---------- EXERCISE INPUTS ----------

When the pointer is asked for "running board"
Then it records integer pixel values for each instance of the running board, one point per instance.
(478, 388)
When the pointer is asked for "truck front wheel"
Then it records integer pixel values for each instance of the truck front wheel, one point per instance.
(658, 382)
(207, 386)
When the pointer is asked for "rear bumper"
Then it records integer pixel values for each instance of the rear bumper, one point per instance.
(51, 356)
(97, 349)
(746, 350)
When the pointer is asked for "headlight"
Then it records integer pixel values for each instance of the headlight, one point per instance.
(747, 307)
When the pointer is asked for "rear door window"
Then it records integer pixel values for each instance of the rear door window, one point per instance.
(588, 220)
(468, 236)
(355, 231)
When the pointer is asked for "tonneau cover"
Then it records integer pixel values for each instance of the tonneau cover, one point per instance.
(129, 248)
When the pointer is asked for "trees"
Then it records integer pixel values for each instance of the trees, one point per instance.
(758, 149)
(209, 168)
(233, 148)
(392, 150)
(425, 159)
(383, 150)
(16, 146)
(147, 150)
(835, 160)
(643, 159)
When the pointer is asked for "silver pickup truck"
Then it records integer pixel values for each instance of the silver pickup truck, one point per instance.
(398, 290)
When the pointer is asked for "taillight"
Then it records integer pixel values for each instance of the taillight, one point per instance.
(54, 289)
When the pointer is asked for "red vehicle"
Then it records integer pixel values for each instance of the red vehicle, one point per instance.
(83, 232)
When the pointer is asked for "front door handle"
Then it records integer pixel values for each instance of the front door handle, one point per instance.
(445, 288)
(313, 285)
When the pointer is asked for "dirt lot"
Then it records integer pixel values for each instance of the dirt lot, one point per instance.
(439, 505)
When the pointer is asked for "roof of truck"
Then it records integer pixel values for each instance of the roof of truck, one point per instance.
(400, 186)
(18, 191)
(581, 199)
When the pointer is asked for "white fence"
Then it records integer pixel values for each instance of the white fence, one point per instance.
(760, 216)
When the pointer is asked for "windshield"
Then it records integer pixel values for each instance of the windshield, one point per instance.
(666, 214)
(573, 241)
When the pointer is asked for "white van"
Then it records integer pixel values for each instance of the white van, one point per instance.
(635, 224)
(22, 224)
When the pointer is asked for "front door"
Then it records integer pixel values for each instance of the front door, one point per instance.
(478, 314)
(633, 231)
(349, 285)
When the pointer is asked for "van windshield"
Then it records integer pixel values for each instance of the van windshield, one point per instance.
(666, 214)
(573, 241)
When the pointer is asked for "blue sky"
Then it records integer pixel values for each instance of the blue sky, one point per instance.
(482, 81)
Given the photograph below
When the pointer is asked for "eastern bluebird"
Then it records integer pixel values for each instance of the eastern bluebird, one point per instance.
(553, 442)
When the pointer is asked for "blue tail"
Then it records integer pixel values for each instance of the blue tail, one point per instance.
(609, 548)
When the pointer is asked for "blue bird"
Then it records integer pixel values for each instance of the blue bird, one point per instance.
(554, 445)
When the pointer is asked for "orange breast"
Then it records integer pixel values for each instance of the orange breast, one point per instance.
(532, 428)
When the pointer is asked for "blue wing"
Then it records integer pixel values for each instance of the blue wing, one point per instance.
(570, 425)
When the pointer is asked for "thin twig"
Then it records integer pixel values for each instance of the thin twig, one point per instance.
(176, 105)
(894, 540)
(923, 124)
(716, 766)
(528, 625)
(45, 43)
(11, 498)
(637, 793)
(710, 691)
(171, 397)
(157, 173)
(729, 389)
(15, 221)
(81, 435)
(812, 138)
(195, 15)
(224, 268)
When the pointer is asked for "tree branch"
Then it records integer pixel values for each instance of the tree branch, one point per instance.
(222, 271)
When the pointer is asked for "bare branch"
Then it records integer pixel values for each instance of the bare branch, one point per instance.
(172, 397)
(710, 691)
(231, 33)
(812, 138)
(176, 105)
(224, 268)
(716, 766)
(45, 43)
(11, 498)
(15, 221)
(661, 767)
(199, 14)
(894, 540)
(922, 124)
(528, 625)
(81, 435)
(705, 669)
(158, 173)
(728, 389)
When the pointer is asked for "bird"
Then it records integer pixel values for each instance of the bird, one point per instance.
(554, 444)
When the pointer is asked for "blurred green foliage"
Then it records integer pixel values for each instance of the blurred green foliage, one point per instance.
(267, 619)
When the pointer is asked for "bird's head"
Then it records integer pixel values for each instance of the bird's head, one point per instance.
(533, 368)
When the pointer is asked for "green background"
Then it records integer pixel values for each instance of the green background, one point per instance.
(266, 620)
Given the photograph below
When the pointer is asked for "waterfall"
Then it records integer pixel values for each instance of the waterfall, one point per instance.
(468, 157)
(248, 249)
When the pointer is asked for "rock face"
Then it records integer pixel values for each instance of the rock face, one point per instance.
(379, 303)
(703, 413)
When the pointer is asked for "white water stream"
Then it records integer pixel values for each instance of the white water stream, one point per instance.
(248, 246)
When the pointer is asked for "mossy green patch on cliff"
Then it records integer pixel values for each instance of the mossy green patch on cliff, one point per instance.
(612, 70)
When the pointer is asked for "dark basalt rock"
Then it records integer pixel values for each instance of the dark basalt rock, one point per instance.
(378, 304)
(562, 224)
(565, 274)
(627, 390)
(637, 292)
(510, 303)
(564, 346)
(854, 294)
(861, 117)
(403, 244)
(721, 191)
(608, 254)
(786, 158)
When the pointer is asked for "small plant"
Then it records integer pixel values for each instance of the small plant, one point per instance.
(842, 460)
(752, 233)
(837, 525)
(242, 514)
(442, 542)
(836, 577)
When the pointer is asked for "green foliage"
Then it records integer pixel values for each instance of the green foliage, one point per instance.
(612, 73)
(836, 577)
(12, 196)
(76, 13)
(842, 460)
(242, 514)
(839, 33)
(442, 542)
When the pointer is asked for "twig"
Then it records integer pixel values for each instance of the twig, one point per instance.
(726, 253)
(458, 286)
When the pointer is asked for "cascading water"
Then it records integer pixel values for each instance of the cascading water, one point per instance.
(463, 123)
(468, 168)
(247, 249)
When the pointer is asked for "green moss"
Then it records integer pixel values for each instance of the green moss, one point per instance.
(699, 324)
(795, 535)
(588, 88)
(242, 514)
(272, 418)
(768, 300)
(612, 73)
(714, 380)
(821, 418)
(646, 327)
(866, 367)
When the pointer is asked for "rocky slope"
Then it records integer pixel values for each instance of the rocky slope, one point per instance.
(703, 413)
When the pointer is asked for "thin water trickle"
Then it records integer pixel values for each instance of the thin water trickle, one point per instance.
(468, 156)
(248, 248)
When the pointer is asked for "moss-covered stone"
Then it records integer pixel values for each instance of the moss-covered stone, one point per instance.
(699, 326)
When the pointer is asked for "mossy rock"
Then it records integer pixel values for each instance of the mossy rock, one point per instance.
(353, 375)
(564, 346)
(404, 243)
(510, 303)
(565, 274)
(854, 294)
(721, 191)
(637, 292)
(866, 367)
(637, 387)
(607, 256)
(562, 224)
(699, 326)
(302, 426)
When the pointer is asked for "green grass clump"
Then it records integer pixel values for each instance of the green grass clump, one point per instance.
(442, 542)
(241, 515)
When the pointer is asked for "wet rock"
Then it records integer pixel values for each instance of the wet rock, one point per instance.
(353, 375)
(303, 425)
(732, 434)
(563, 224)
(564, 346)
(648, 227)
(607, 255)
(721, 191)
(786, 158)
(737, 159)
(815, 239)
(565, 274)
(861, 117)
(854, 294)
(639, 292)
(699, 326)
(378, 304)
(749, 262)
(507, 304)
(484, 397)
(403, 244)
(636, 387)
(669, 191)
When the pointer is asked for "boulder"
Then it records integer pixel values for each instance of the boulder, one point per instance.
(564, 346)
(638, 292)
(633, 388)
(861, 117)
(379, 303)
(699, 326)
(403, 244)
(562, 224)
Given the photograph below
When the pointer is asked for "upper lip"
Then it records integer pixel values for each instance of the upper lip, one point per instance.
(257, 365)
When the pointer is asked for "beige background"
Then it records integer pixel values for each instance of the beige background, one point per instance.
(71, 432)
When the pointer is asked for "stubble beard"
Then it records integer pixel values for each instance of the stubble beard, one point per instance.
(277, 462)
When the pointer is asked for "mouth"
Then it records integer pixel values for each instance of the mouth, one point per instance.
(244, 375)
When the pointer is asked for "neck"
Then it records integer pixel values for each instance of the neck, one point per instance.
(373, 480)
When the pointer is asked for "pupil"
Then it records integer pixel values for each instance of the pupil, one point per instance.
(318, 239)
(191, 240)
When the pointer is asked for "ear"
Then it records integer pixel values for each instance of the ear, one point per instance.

----------

* _WHAT THIS TASK INVOLVES_
Only the lines from the one that contains "pupil, one point per instance." to the end of the entries above should be given again, exactly and in full.

* _THE ANSWER_
Then it records integer pixel values for each instance of the pupil, one point per instance.
(318, 239)
(191, 240)
When the pointer is asked for "ear"
Then it records integer pixel values for each instance of the ear, one point per instance.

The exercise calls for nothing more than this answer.